TASK DESCRIPTION:
Give back exactly the lines from the one containing "The function indicates a point for each instance of the dark" through the end of the records, including both, and no others.

•••••

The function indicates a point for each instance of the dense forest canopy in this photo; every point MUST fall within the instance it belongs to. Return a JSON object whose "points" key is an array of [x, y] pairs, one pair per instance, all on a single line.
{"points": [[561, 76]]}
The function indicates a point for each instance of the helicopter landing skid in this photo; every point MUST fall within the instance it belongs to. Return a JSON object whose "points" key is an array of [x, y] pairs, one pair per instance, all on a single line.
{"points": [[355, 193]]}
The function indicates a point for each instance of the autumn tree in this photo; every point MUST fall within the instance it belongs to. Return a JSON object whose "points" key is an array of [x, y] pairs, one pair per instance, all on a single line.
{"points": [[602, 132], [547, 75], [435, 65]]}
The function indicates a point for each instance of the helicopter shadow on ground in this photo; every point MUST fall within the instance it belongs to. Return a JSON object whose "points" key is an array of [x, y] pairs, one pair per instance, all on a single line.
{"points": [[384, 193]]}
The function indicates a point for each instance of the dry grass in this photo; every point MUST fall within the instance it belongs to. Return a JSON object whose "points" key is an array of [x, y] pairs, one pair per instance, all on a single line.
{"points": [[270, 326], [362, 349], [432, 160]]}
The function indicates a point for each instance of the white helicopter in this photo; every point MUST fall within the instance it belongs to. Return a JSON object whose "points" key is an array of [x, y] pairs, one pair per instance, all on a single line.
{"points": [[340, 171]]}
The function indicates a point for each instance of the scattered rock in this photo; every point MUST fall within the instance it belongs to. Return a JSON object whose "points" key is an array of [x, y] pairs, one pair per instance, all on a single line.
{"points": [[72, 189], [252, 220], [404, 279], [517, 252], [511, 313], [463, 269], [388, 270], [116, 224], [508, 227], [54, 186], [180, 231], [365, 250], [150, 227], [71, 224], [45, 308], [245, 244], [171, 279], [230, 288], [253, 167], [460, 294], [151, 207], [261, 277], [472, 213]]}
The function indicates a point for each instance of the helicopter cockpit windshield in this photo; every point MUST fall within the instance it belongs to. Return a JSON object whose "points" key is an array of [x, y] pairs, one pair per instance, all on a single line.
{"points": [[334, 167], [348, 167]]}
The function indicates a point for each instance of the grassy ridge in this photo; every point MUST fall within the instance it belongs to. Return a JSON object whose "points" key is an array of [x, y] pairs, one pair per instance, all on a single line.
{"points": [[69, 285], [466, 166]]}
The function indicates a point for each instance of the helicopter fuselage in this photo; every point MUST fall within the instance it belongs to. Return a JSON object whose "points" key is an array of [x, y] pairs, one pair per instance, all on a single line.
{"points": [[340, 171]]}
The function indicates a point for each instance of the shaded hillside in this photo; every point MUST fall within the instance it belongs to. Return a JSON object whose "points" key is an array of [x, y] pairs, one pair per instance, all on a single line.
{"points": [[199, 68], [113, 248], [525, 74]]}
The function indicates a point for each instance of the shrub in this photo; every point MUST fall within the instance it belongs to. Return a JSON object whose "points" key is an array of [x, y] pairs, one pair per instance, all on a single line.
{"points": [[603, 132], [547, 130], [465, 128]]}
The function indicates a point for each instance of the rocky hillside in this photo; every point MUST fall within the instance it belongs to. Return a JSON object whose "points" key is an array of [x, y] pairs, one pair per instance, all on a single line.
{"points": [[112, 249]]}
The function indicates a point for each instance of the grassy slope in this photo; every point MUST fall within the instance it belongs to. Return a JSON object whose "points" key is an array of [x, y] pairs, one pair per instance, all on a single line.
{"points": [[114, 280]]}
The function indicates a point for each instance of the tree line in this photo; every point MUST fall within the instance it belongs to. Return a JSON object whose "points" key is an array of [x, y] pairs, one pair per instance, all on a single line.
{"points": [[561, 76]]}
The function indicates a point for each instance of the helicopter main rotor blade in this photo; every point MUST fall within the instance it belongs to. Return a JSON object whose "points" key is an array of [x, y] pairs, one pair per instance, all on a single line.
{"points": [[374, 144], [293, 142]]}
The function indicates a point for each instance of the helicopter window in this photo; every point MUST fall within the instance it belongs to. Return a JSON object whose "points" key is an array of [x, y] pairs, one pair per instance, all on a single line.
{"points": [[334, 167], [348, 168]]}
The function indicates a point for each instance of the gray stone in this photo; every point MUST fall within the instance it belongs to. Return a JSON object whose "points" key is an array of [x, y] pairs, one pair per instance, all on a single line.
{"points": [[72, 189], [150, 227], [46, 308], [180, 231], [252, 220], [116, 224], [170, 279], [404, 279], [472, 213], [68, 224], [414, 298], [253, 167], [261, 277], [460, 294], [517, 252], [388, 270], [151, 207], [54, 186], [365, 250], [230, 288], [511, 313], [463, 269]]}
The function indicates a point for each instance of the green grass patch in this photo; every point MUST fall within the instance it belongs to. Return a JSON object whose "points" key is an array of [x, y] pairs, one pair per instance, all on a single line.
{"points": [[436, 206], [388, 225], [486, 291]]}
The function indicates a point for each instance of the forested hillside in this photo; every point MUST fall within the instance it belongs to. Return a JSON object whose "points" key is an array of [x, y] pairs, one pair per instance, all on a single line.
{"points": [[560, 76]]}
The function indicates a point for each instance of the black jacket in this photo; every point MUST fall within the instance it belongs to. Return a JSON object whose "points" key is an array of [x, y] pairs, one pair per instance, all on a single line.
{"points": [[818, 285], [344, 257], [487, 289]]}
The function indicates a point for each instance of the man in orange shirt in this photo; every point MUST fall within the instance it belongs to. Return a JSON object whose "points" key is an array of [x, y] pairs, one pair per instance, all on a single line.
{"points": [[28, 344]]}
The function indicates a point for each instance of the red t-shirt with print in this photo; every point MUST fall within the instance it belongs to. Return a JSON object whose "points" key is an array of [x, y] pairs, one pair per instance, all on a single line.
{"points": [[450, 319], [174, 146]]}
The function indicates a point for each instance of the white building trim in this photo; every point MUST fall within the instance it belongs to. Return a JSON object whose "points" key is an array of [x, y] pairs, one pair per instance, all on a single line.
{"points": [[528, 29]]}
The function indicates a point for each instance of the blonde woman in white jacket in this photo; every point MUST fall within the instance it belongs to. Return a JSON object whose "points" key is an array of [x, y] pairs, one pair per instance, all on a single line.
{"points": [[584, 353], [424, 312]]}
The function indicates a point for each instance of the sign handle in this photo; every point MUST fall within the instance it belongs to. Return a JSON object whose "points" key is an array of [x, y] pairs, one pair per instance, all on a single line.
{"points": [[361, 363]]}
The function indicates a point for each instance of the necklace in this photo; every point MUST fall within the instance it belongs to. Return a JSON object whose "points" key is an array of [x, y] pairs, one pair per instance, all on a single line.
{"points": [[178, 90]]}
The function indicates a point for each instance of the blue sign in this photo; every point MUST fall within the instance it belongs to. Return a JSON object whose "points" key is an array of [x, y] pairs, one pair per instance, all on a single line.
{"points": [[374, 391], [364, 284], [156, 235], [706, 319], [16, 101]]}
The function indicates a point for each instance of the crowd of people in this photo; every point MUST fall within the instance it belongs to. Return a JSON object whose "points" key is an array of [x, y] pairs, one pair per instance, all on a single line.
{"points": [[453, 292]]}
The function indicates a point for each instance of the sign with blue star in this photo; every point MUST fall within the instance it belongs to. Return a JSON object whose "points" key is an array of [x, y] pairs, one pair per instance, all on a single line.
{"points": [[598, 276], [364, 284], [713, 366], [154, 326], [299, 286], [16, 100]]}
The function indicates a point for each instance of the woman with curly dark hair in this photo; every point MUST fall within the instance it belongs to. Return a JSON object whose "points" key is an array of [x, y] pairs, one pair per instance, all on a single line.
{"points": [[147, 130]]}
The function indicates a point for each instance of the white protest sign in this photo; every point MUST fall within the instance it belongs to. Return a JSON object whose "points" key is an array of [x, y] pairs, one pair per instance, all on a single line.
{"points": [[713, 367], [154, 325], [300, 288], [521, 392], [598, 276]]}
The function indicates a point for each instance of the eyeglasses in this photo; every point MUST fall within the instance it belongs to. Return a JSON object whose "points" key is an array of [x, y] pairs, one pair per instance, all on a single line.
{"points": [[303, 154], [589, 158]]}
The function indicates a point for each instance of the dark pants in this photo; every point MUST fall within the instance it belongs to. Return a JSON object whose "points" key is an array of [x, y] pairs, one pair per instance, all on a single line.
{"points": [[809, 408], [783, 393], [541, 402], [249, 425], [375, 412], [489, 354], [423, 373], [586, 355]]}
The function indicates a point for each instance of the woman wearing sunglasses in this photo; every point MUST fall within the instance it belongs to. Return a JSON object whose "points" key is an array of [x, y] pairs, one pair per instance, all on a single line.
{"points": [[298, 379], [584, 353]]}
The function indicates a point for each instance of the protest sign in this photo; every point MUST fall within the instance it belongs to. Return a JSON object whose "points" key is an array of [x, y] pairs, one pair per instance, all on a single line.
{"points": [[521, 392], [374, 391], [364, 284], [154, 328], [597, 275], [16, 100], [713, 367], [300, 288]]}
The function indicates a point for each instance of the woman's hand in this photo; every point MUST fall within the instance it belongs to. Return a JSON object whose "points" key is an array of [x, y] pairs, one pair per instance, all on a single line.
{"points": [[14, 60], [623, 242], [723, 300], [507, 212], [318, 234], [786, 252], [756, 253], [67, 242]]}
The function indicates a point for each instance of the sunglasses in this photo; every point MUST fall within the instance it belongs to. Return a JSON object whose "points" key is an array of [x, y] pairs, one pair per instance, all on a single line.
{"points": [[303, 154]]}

•••••

FINISHED EXERCISE:
The function indicates a point for each instance of the dark pants in this photo; every point MUST fall within the instance it belongs to. Return a JSON object whose "points" key is an array of [x, y] pairs, one pair per instance, all on a single line.
{"points": [[809, 408], [783, 393], [541, 402], [249, 425], [375, 412], [489, 354], [423, 373], [586, 355]]}
The function indicates a point for each instance of the woman wearing sunglasses in this photo; every point MUST fall within the instance it belongs to. Return a JSON object whose "points" key is an array of [x, y] pairs, one pair per instance, all on a single line.
{"points": [[298, 379], [584, 353]]}
The function indicates a point for each instance of the protest sign in this photo; every point MUST fall within the instance it belongs to. Return a JSON object whose "points" key is an array of [x, y] pairs, one pair per instance, all on a single line.
{"points": [[521, 392], [374, 391], [364, 284], [154, 328], [597, 275], [16, 100], [713, 367], [300, 288]]}
The function indicates a point for each instance of the woman's hand in this photo; every point MUST fall within the instance it belongs to. Return a JSON object whose "points" key is an array of [x, y] pairs, one pair per instance, all on a single line.
{"points": [[14, 60], [623, 242], [723, 300], [507, 212], [318, 234], [786, 252], [756, 253], [67, 242]]}
The function indicates a point for each instance of the sunglasses in this photo; every point MUST fall within the instance it belongs to. Return a JSON object whose "points" key is an array of [x, y] pairs, one pair per instance, all on a single line.
{"points": [[303, 154]]}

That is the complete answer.